**Work required**: In the article on the Arthur Blank hospital donation, copy out everything from "The Arthur M. Blank Hospital, which" down to "an obvious choice.", switching "pediatric hospital" to "children's hospital".

**Excerpt**:
──────────────────────────────

Children’s Healthcare names new hospital after Arthur Blank following $200M donation

FILE - In this Oct. 27, 2019 file photo, Atlanta Falcons owner Arthur Blank speaks to the media after an NFL football game between the Atlanta Falcons and the Seattle Seahawks in Atlanta. (AP Photo/John Bazemore, File)

Credit: AP Photo/John Bazemore

Credit: AP Photo/John Bazemore

FILE - In this Oct. 27, 2019 file photo, Atlanta Falcons owner Arthur Blank speaks to the media after an NFL football game between the Atlanta Falcons and the Seattle Seahawks in Atlanta. (AP Photo/John Bazemore, File)

After receiving the largest donation in its history, Children’s Healthcare of Atlanta announced that it will be naming its newest hospital after Falcons owner and philanthropist Arthur Blank.

The Arthur M. Blank Hospital, which will be located at North Druid Hills Road and I-85 in Brookhaven, is expected to open in 2025, Children’s Healthcare CEO Donna Hyland said. The naming decision comes after the Arthur M. Blank Foundation donated $200 million to the pediatric hospital.

Hyland said securing a donor and naming the hospital was one of the $1.5-billion project’s largest hurdles to overcome, but Blank was an obvious choice.

“When you put a name on something, it has to be really meaningful,” she said. “The Blank family and Arthur have been so involved for so many years that we just kept coming back to them.”

Blank, a co-founder of The Home Depot and the owner of the Atlanta Falcons and Atlanta United, had donated nearly $10 million to Children’s Healthcare since 2001. The recent donation is not only the largest Children’s Healthcare has received, it’s the largest one to ever go to a freestanding pediatric hospital, Hyland said.

She said her relationship with Blank goes back before 2001. When she moved to Atlanta from her native Kentucky in the early 1980s, her first job involved donning an orange apron that had yet to become iconic.

──────────────────────────────

**Data extracts**:
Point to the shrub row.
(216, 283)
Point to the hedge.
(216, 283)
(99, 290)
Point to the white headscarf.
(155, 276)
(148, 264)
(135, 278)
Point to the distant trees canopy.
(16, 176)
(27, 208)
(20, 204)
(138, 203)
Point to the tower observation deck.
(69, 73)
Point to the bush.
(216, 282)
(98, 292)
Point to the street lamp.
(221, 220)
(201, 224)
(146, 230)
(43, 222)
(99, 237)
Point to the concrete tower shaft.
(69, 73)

──────────────────────────────

**Result**:
The Arthur M. Blank Hospital, which will be located at North Druid Hills Road and I-85 in Brookhaven, is expected to open in 2025, Children’s Healthcare CEO Donna Hyland said. The naming decision comes after the Arthur M. Blank Foundation donated $200 million to the children's hospital.

Hyland said securing a donor and naming the hospital was one of the $1.5-billion project’s largest hurdles to overcome, but Blank was an obvious choice.